## Pointing dataset records
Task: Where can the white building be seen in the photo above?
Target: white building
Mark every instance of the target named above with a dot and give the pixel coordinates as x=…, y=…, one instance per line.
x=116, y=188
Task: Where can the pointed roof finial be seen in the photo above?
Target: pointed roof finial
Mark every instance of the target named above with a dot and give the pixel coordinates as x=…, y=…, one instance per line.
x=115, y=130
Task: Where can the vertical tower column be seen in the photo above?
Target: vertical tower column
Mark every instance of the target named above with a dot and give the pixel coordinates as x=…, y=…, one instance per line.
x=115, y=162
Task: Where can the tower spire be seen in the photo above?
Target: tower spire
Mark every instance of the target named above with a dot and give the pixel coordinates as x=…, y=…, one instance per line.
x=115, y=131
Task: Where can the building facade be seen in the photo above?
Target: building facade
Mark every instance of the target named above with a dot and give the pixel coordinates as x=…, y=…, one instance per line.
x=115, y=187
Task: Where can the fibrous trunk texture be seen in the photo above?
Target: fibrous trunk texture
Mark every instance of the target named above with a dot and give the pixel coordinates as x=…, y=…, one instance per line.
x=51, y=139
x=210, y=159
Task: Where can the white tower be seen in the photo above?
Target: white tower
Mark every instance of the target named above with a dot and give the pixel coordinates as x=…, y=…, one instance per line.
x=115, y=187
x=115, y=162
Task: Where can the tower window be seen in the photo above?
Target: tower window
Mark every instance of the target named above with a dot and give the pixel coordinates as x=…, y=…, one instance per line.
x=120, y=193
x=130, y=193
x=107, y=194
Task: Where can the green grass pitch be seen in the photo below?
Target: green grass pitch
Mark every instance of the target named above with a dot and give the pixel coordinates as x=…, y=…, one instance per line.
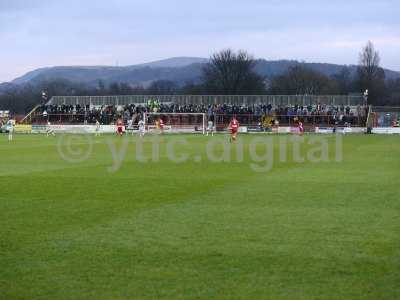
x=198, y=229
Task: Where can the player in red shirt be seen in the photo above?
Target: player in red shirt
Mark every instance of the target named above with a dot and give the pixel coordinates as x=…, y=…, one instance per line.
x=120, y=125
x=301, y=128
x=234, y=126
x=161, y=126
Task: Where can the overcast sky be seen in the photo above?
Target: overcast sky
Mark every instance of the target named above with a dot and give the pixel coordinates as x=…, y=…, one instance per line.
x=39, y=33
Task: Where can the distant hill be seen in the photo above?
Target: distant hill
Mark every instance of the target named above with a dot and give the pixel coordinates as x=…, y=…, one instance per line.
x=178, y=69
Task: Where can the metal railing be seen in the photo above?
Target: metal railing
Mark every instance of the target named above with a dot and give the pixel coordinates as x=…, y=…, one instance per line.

## EXERCISE BRIEF
Lay out the data as a Markdown table with the columns Row and Line, running from the line with "Task: Where can the fibrous" through the end of the data. Skip blank lines and leave the pictures out.

## EXERCISE ANSWER
| Row | Line |
|---|---|
| 1 | Task: Where can the fibrous trunk texture be seen in the photo above? |
| 2 | Target: fibrous trunk texture |
| 3 | Mark every instance of the target named above with a dot and give the pixel coordinates as x=…, y=…, one instance per line. |
| 4 | x=51, y=139 |
| 5 | x=210, y=159 |
| 6 | Task: Where can the white tower be seen in the photo above? |
| 7 | Target: white tower |
| 8 | Mark every instance of the target named above with a dot and give the pixel coordinates as x=…, y=…, one instance per line. |
| 9 | x=115, y=187 |
| 10 | x=115, y=162 |
| 11 | Task: Where can the tower window be seen in the photo above? |
| 12 | Target: tower window |
| 13 | Mark every instance of the target named above with a dot and give the pixel coordinates as x=…, y=…, one instance per line. |
| 14 | x=120, y=193 |
| 15 | x=130, y=193 |
| 16 | x=107, y=194 |
| 17 | Task: Where can the green grass pitch be seen in the photo below? |
| 18 | Target: green grass pitch |
| 19 | Mark every instance of the target named above with a dot and give the pixel coordinates as x=…, y=…, one instance per line. |
| 20 | x=198, y=229 |
| 21 | Task: Where can the player in red shirt be seen in the photo above? |
| 22 | Target: player in red shirt |
| 23 | Mark every instance of the target named above with a dot and give the pixel coordinates as x=…, y=…, one instance per line. |
| 24 | x=120, y=125 |
| 25 | x=301, y=128 |
| 26 | x=234, y=126 |
| 27 | x=161, y=126 |
| 28 | Task: Where can the overcast sky be seen in the photo above? |
| 29 | Target: overcast sky |
| 30 | Mark every instance of the target named above with a dot and give the pixel coordinates as x=…, y=…, one instance per line. |
| 31 | x=39, y=33 |
| 32 | Task: Where can the distant hill be seen in the photo above? |
| 33 | Target: distant hill |
| 34 | Mark every instance of the target named above with a dot and give the pixel coordinates as x=…, y=…, one instance per line. |
| 35 | x=178, y=69 |
| 36 | Task: Where can the metal railing be seen in the photo above? |
| 37 | Target: metal railing |
| 38 | Mark every instance of the target named above with a dot and give the pixel coordinates as x=…, y=…, one instance per line. |